┌─ PROVIDED MATERIAL

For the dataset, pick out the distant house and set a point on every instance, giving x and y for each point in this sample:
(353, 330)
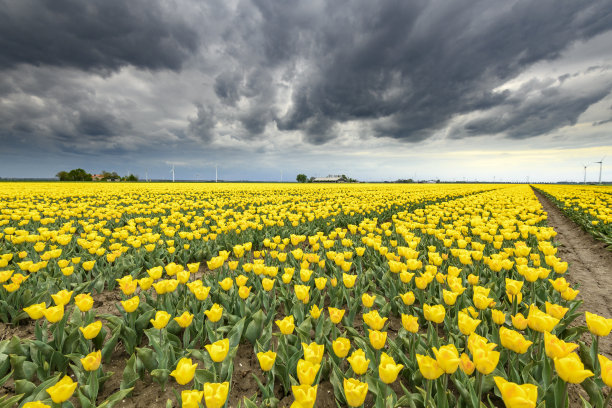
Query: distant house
(328, 179)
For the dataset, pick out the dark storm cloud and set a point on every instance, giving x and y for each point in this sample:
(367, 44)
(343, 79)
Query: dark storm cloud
(97, 35)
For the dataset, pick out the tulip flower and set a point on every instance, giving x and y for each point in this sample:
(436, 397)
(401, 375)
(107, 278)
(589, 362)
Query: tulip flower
(335, 315)
(92, 361)
(36, 311)
(598, 325)
(341, 346)
(62, 390)
(434, 313)
(214, 313)
(184, 371)
(84, 302)
(54, 314)
(514, 340)
(91, 330)
(466, 365)
(407, 298)
(355, 392)
(313, 352)
(388, 369)
(62, 297)
(191, 398)
(517, 396)
(131, 304)
(374, 320)
(286, 325)
(447, 358)
(161, 319)
(358, 362)
(570, 369)
(368, 300)
(226, 284)
(215, 394)
(305, 395)
(315, 312)
(307, 371)
(377, 339)
(184, 320)
(429, 368)
(266, 359)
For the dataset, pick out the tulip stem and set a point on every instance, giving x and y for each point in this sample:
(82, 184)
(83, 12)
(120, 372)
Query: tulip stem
(428, 395)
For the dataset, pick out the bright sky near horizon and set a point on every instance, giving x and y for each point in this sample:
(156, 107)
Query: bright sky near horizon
(425, 89)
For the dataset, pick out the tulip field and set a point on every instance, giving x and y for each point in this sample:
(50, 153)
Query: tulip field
(384, 295)
(588, 206)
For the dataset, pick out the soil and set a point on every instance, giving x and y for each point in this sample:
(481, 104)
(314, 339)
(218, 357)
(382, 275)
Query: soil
(590, 264)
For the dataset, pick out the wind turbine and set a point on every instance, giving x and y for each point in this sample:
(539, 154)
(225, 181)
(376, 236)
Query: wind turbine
(600, 165)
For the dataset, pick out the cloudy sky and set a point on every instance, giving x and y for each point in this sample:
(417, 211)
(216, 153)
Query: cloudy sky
(377, 90)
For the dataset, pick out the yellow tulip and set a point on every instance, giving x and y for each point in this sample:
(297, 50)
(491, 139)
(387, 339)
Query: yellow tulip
(62, 390)
(185, 371)
(368, 300)
(286, 325)
(598, 325)
(448, 358)
(161, 319)
(91, 362)
(407, 298)
(429, 368)
(214, 313)
(266, 359)
(313, 352)
(215, 394)
(377, 339)
(335, 315)
(410, 323)
(374, 320)
(91, 330)
(466, 365)
(315, 312)
(305, 395)
(358, 362)
(519, 322)
(466, 324)
(387, 369)
(54, 314)
(514, 340)
(36, 311)
(557, 348)
(307, 371)
(570, 369)
(191, 398)
(184, 320)
(517, 396)
(355, 392)
(341, 346)
(485, 359)
(218, 350)
(62, 297)
(131, 304)
(606, 369)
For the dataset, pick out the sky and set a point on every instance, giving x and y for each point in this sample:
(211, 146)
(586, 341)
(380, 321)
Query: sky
(488, 90)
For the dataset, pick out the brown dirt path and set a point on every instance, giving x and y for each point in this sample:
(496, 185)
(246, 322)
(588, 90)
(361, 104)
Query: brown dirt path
(590, 269)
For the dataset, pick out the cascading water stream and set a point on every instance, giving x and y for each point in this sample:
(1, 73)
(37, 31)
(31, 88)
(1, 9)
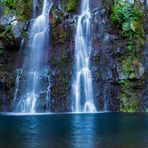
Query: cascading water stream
(38, 47)
(82, 88)
(1, 8)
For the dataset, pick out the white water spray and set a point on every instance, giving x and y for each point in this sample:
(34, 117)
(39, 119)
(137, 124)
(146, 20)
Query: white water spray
(82, 88)
(38, 45)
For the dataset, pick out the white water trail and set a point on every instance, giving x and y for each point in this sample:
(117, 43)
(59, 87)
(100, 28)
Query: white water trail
(38, 43)
(82, 88)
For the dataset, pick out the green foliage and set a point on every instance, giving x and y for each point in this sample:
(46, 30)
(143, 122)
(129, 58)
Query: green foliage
(128, 18)
(130, 67)
(20, 8)
(71, 5)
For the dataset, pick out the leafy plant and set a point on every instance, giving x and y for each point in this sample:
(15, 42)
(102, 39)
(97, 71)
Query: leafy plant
(128, 18)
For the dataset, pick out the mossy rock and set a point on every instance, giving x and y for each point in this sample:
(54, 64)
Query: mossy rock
(70, 5)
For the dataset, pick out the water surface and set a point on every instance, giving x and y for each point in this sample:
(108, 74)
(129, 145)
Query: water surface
(110, 130)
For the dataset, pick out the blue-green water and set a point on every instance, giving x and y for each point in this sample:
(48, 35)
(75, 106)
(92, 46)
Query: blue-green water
(112, 130)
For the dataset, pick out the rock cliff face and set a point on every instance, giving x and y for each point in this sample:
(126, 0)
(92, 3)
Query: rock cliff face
(118, 64)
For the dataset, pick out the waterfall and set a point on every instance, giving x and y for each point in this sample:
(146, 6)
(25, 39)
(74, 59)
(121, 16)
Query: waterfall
(34, 2)
(82, 87)
(36, 64)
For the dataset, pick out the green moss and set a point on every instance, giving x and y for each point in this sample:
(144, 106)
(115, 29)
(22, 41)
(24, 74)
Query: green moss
(129, 98)
(22, 9)
(128, 19)
(130, 67)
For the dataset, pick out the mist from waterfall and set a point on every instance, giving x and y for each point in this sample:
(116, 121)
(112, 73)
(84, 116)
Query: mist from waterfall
(36, 63)
(82, 86)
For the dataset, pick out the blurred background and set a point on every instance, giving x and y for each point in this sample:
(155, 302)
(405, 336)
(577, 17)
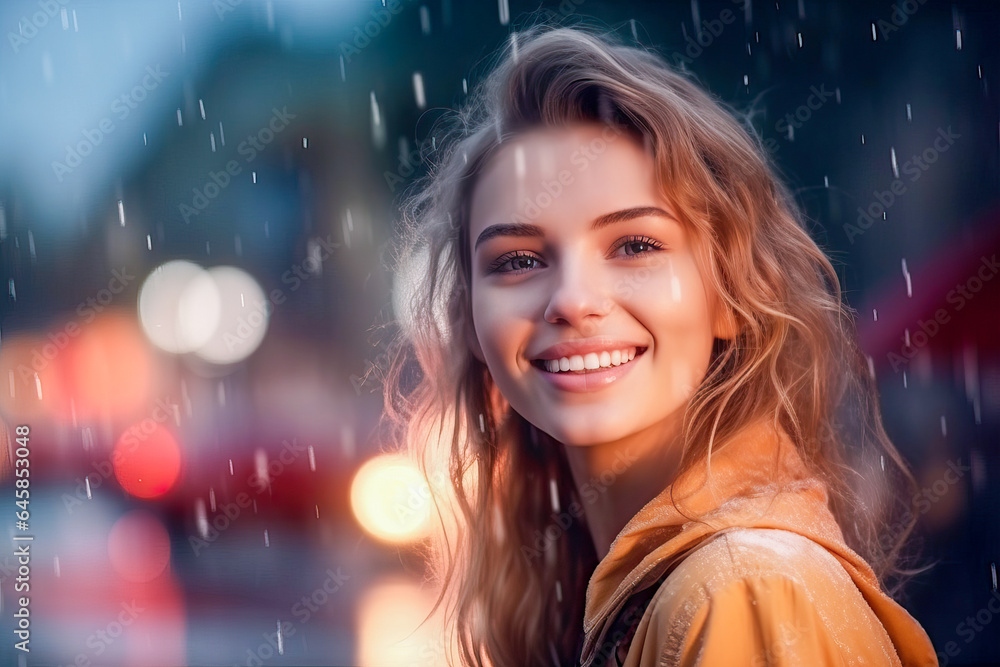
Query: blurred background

└─

#### [EXERCISE AIM]
Could you report how many lines of the listing contain the word "background"? Only the number is needed.

#### [EXPECTED ANSWER]
2